Task brief:
Look through the data below for the line with "point(108, 17)" and the line with "point(2, 11)", then output those two and all lines in between, exactly as written.

Given entries:
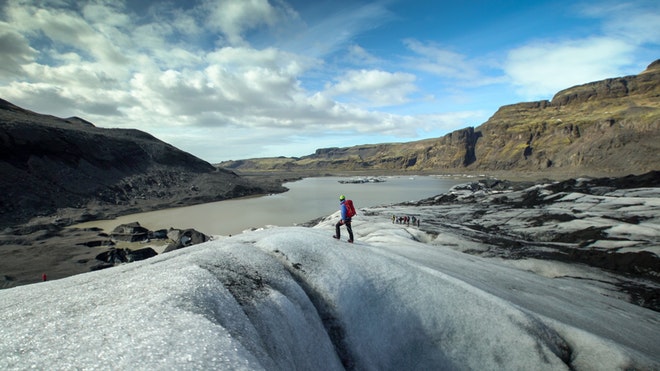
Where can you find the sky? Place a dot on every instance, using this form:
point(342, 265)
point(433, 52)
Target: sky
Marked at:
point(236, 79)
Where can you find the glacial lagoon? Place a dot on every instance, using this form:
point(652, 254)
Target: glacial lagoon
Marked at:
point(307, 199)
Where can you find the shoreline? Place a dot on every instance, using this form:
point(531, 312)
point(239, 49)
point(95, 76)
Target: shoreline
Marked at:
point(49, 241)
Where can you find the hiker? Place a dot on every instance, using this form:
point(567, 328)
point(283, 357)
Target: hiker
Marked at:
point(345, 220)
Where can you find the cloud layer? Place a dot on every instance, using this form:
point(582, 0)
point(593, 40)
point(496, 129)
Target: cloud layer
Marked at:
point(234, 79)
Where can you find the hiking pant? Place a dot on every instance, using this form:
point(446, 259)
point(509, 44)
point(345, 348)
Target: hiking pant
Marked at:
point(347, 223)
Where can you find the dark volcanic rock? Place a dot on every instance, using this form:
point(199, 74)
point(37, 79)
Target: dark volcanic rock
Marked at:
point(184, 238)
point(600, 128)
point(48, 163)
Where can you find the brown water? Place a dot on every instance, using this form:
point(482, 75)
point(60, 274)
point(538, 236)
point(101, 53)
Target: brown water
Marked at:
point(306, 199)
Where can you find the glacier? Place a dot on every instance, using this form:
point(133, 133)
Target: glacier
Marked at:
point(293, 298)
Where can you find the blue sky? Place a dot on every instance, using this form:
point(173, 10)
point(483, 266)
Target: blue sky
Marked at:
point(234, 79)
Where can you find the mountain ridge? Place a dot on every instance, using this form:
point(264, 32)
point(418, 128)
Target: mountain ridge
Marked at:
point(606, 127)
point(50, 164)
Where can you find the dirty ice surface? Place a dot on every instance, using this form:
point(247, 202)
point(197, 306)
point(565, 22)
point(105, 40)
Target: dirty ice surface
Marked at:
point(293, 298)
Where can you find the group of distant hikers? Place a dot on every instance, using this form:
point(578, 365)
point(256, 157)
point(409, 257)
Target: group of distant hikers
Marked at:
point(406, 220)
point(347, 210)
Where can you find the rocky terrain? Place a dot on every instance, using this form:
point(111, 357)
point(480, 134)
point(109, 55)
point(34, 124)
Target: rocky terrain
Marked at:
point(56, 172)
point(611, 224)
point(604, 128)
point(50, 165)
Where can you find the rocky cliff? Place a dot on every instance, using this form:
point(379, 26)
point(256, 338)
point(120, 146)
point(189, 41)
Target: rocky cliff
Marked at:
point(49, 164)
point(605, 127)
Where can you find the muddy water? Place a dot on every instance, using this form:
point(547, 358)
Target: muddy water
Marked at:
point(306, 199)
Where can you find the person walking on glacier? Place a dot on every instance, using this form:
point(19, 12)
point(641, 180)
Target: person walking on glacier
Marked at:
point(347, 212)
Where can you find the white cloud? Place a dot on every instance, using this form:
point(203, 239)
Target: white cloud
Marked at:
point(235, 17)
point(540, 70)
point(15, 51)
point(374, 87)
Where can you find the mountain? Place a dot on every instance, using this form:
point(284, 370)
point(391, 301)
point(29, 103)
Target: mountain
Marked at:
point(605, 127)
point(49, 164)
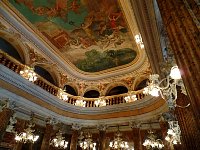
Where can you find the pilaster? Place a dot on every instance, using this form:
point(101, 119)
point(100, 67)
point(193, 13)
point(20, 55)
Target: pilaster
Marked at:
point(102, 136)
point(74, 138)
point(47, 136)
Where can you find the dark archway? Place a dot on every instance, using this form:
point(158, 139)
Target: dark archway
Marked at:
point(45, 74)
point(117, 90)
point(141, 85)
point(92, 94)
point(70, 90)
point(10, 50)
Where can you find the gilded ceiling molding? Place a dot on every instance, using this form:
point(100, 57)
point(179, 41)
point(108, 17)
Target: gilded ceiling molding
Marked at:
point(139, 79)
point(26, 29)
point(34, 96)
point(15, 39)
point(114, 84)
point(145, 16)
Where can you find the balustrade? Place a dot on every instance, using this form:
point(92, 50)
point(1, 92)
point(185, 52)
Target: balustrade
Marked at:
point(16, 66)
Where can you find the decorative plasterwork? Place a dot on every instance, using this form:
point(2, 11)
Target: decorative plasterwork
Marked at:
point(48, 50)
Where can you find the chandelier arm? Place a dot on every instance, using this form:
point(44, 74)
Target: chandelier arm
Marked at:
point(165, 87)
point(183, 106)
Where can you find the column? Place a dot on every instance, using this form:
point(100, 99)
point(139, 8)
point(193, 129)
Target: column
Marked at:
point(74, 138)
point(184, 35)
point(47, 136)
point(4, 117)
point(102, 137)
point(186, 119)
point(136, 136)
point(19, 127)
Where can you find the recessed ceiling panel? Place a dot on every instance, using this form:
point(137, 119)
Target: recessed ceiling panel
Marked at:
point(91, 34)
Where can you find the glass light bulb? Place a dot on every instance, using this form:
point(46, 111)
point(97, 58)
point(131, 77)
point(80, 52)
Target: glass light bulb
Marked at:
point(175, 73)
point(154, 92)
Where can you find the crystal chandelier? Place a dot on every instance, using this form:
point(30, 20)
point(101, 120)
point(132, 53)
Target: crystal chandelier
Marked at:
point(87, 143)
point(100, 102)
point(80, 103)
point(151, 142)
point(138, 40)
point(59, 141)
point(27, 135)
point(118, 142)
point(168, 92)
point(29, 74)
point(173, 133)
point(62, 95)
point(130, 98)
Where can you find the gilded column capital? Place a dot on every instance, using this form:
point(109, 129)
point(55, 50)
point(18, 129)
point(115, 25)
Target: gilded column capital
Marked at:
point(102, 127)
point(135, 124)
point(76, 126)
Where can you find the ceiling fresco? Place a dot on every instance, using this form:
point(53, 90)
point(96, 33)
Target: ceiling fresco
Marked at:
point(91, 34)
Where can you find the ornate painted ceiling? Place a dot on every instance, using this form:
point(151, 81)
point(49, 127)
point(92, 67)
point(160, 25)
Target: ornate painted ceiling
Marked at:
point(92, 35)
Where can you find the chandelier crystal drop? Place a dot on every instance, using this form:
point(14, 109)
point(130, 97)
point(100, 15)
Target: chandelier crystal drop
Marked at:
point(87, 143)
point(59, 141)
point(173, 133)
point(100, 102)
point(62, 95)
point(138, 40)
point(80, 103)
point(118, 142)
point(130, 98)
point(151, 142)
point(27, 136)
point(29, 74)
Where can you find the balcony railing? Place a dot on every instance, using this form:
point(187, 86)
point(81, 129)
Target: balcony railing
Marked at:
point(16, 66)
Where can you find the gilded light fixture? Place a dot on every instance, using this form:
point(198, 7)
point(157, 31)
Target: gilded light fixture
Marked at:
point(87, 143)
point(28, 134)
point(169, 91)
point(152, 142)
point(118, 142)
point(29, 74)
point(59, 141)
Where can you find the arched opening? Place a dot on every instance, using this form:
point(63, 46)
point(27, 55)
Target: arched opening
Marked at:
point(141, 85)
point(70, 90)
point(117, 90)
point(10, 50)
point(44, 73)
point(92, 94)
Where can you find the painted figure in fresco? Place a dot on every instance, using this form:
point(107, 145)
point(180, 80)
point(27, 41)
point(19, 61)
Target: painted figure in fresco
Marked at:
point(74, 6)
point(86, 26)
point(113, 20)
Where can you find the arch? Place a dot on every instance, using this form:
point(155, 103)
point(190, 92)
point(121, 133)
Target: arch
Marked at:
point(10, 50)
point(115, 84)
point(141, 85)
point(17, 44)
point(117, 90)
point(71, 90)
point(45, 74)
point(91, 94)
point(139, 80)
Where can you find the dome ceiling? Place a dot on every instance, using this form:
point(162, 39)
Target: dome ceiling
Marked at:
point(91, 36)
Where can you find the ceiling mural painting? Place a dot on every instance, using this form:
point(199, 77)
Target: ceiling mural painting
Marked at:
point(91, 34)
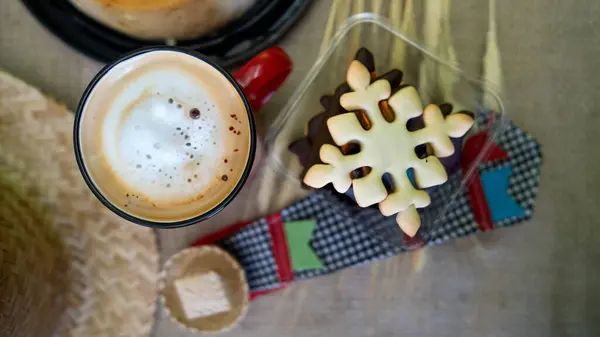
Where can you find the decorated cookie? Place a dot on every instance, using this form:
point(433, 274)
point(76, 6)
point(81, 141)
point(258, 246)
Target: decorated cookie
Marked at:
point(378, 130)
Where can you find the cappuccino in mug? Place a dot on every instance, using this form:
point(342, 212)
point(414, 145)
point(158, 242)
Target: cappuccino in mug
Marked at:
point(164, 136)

Answer to this problem:
point(108, 17)
Target: gilded ceiling molding
Marked at:
point(139, 79)
point(26, 29)
point(34, 96)
point(15, 39)
point(114, 84)
point(145, 16)
Where can you find the balustrade? Place a dot on every instance, using this form:
point(92, 50)
point(1, 92)
point(185, 52)
Target: balustrade
Marked at:
point(16, 66)
Where can you find the decorative plasterwork? Place a dot on every instance, using this form:
point(2, 11)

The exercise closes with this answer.